→ **TASK DIRECTIONS**:
List every four-digit year that appears in the text below about Major Richard Olson's Purple Heart, in the order they first appear.

→ **EXCERPTED TEXT**:
= = = =
World War II Air Force veteran Major Richard Olson never discussed his military service with his son, Dick Olson.
“I didn’t have all that much time to be asking these questions while he was at home,” Dick, a Westminster resident, told the Denver Post in an interview. “He was a distant father, and I imagine a lot of that came from what happened to him during the war and in service.”
After Richard died, Dick turned to military archives, old photos and interviews with the surviving members of his father’s B-24 Liberator airplane crew to learn about the veteran’s journey. Through his research, Dick discovered that his father, despite being seriously injured in a plane crash before enduring months as a prisoner of war, had never received a Purple Heart.
For seven years, Dick worked to correct the oversight. In April, the Air Force agreed to posthumously award Richard a Purple Heart.
The veteran was 22 years old when he enlisted in the U.S. Army Air Corps in February 1941, according to his son. The service was renamed the U.S. Army Air Forces in June of that year and became the U.S. Air Force in 1947.
“He grew up through the Depression and everything else,” Dick told The Post. “I think he joined because he was looking for three square meals a day.”
Richard Olson (bottom center) poses with a B-24 crew after completing a six hour training flight. (Photo credit: Courtesy of Dick Olson)
Olson later became the co-pilot of a B-24 bomber plane in the 484th Bombardment Group combat unit. A week after D-Day, while stationed in southern Italy, his crew was shot down over the Adriatic Sea by eight German fighter planes while flying to Munich.
“They lost an engine, and they couldn’t keep up with the rest of the bombers, so they had to turn around to go back,” Dick said. “Two of the gunners were killed on the plane. And then the plane was set on fire and I think they had two more engines shot out.
“But there was a big fire in the bomb bay so they had to get out of the plane. So they did, and everybody bailed out, the ones that were still alive.”
Shell fragments struck Olson’s leg and he sustained a back injury that left him with chronic pain.
Most of the men landed on the Italian coastline northeast of Venice, according to conversations Dick had with B-24 crew member John Hassan. He was transferred to two other POW camps and after 10 months of incarceration, Olson was liberated on April 29, 1945, from Moosburg, Germany.
“He just said it was a very dull existence and of course they were hungry all the time,” Dick told The Post. “There was not a whole lot to do there. They played sports and the American Red Cross supplied them with books and boardgames and sporting equipment and different things to keep their morale up.”
Richard Olson’s identification card from his time as a POW in Stalag Luft III. (Photo credit: Courtesy of Dick Olson)
Olson stayed in the Air Force for 16 years after his liberation from the POW camp and became a major, father and husband before leaving the military in 1961, according to his obituary.
= = = =
→ **DATA RECORDS**:
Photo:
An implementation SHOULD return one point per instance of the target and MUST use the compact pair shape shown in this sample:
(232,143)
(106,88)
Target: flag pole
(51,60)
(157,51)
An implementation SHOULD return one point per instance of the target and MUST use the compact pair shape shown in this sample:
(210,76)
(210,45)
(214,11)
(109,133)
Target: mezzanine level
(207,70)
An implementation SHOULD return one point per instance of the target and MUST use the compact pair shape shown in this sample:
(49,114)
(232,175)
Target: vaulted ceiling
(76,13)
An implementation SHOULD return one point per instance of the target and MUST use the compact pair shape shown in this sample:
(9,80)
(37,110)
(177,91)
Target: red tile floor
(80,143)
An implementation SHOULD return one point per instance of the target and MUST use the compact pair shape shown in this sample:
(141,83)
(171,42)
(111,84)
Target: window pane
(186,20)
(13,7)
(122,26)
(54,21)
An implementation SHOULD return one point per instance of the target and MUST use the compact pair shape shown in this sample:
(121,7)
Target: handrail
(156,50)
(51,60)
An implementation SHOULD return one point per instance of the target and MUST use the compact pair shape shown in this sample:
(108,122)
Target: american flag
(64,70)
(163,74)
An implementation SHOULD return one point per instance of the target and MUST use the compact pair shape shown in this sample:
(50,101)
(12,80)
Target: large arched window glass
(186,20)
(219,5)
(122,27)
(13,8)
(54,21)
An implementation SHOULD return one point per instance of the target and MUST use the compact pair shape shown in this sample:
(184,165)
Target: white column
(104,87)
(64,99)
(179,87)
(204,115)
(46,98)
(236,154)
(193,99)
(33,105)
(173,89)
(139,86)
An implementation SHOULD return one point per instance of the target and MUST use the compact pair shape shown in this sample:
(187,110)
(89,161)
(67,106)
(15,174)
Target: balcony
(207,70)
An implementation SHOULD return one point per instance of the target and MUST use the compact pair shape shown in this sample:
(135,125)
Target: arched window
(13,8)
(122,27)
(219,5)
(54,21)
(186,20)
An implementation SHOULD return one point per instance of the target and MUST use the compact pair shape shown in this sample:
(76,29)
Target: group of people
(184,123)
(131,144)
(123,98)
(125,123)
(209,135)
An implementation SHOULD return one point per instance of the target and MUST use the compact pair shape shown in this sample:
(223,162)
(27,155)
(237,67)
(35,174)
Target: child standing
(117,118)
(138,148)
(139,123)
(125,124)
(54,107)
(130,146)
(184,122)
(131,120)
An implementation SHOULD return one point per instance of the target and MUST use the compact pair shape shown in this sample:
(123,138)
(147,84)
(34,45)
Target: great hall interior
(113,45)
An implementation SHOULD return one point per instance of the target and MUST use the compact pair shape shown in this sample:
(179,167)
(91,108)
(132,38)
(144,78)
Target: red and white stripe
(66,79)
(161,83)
= = = =
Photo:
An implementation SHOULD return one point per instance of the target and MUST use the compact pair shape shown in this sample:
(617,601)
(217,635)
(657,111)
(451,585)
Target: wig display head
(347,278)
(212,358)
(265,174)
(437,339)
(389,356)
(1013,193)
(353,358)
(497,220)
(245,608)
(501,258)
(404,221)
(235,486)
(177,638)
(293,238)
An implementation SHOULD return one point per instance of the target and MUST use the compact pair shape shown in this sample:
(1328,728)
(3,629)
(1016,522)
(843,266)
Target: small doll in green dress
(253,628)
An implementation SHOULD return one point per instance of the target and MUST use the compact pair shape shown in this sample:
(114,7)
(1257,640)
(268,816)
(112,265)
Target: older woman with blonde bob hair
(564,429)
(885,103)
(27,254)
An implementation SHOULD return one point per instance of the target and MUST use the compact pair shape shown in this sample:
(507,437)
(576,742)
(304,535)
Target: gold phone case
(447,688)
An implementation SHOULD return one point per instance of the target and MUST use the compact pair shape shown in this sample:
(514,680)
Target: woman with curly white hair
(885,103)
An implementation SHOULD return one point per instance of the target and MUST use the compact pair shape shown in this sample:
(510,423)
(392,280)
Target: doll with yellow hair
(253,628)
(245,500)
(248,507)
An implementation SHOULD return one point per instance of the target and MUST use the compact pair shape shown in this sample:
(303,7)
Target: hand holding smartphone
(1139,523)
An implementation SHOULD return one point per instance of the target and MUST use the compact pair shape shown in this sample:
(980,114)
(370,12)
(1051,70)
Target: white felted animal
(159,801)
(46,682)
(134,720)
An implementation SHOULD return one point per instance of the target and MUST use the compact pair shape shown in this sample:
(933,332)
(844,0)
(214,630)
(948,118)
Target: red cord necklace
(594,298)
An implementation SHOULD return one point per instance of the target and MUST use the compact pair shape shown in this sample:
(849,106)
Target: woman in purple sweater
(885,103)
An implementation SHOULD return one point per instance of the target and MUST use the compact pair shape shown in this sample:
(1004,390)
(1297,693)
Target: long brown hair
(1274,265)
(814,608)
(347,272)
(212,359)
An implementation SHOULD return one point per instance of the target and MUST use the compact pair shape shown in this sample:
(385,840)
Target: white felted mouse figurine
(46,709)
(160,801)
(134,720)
= = = =
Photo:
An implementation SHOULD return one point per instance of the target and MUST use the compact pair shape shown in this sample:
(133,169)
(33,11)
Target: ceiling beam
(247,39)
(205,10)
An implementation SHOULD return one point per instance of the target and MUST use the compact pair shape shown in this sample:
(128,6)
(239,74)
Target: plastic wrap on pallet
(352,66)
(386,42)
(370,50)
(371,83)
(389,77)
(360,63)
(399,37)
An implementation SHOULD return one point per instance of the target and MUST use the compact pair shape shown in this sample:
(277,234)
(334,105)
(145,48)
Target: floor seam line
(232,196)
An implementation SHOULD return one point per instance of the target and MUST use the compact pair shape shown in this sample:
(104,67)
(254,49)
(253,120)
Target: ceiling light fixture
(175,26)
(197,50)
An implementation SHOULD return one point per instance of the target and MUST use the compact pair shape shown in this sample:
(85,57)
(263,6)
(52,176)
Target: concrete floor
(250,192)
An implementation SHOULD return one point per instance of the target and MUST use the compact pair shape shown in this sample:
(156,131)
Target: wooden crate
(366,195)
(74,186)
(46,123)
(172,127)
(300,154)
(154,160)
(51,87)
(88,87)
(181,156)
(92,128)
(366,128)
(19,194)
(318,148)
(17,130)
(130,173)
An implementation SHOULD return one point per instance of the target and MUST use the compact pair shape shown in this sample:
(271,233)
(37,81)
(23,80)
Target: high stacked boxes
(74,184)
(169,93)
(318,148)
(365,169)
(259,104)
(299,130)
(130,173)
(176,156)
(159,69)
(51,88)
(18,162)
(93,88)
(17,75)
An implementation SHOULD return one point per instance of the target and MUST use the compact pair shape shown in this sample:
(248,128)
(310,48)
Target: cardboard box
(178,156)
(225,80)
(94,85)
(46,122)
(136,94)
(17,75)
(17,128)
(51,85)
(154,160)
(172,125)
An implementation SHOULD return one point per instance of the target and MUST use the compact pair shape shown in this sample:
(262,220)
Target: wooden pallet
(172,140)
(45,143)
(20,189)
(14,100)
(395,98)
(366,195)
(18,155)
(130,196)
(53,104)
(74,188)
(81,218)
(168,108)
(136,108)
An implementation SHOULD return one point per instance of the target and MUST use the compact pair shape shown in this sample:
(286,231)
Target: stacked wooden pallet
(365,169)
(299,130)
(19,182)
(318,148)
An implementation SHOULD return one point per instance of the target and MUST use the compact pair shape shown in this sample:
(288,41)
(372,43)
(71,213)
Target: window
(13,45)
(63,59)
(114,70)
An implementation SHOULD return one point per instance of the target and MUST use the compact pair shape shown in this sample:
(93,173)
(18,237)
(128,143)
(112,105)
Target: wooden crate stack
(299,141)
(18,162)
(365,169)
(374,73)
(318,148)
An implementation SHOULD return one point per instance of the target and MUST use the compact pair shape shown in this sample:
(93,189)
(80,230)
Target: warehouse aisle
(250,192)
= = = =
→ **ANSWER BELOW**:
1941, 1947, 1945, 1961